Mustang

De
Deniz Gamze Ergüven
Avec
Günes Nezihe Sensoy, Doga Zeynep Doguslu, Elit Iscan, Tugba Sunguroglu, Ilayda Akdogan.
Notre recommandation
4/5

Infos & réservation

Thème

Cinq sœurs, âgées de 12 à 16 ans, habitent une grande maison à Inébolu, village sur la côte de la Mer Noire, à 600 km au nord d’Istanbul. Les parents sont morts et c’est une grand-mère qui s’occupe de ce gynécée avec un oncle autoritaire et obtus. C’est la fin de l’année scolaire. Après avoir dit au revoir à leurs professeurs, les cinq filles partent avec des garçons sur la côte et finissent par faire trempette tout habillées. Enorme scandale dans le village dont les matrones prennent les choses en mains tandis que l’oncle calfeutre la maison d’où les filles ne pourront plus sortir : l’école est finie, place aux leçons de couture et de cuisine avant que l’on choisisse vite un mari pour les adolescentes.

Points forts

Le contraste entre les adultes pétris de conventions, ultra-sensibles au qu’en dira-t-on et les filles pétillantes de vie, impossibles à maîtriser, est explosif. C’est ce qui donne au film son rythme dynamique et gai en dépit de l’âpreté du sujet. Ces filles qui se battent pour leur liberté dégagent un formidable force vitale. La réalisatrice vit en France – la production est franco-turque - mais elle évoque son enfance turque à travers ce film. Elle a tourné dans le vrai village d’Inébolu. « L’important pour moi était de créer un sentiment d’empathie envers ces filles, affirme-telle, qu’on leur donne enfin la parole et qu’on écoute leur voix. » Les cinq actrices, inconnues, sont magnifiques, à commencer par la plus jeune, la plus délurée et la plus vive, qui finira par réussir sa sortie…

Quelques réserves

La cinéaste s’attaque à une population rurale, peu éduquée, attachée à une tradition ancienne et obsolète dans les grandes villes : c’est peut-être un peu trop facile de grossir le trait au point de faire passer certains hommes pour des monstres alors qu’ils sont eux aussi victimes d’une société bloquée dans des traditions ancestrales.

§ **Section des données**:

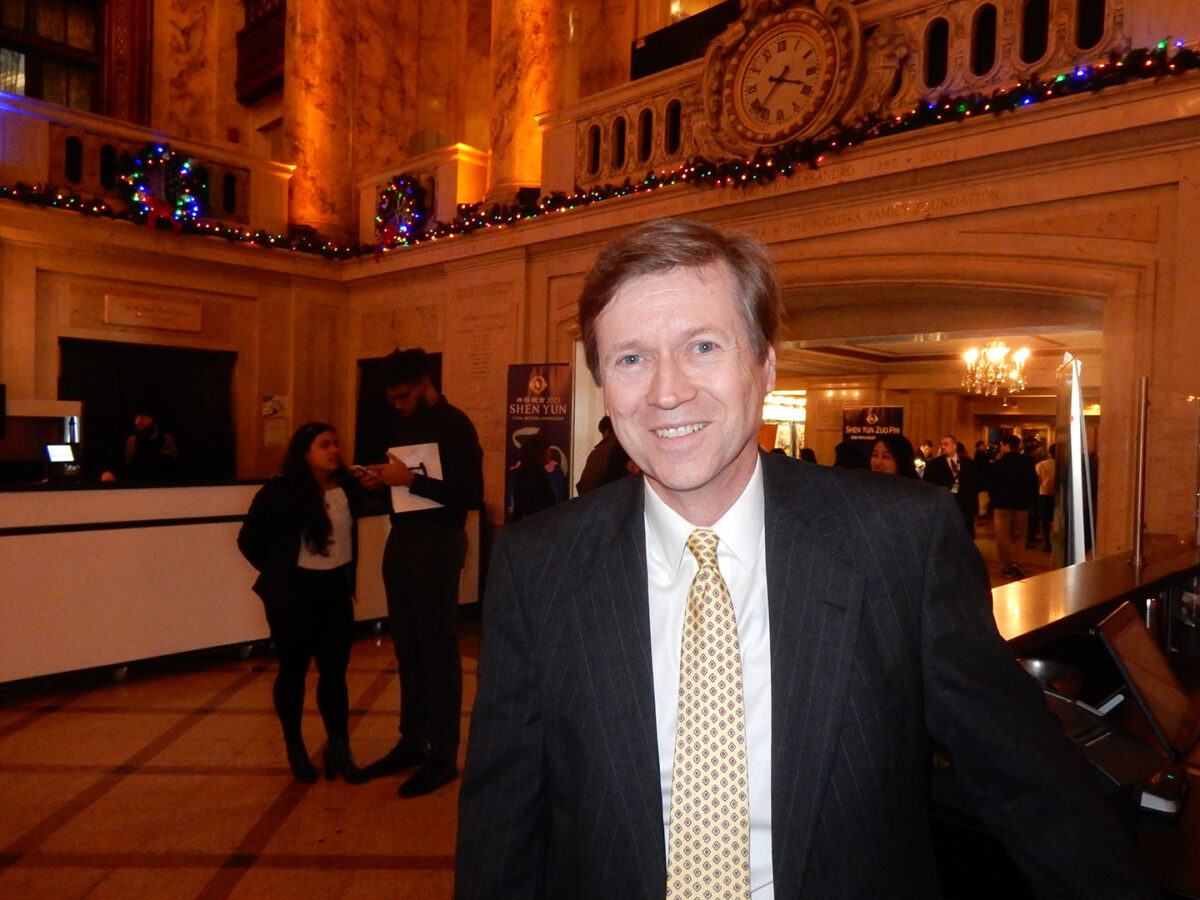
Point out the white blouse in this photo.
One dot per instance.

§ **Série d'exercices**:
**A.** Recopiez, dans la critique de Mustang, le passage qui commence par « Infos & réservation » et se poursuit jusqu'à « pour les adolescentes. ».
**B.** D'après la critique de Mustang, à quelle distance d'Istanbul se trouve le village d'Inébolu ?

§ **Corrigé des exercices**:
**A.**
Infos & réservation

Thème

Cinq sœurs, âgées de 12 à 16 ans, habitent une grande maison à Inébolu, village sur la côte de la Mer Noire, à 600 km au nord d’Istanbul. Les parents sont morts et c’est une grand-mère qui s’occupe de ce gynécée avec un oncle autoritaire et obtus. C’est la fin de l’année scolaire. Après avoir dit au revoir à leurs professeurs, les cinq filles partent avec des garçons sur la côte et finissent par faire trempette tout habillées. Enorme scandale dans le village dont les matrones prennent les choses en mains tandis que l’oncle calfeutre la maison d’où les filles ne pourront plus sortir : l’école est finie, place aux leçons de couture et de cuisine avant que l’on choisisse vite un mari pour les adolescentes.

**B.** À 600 km au nord d'Istanbul.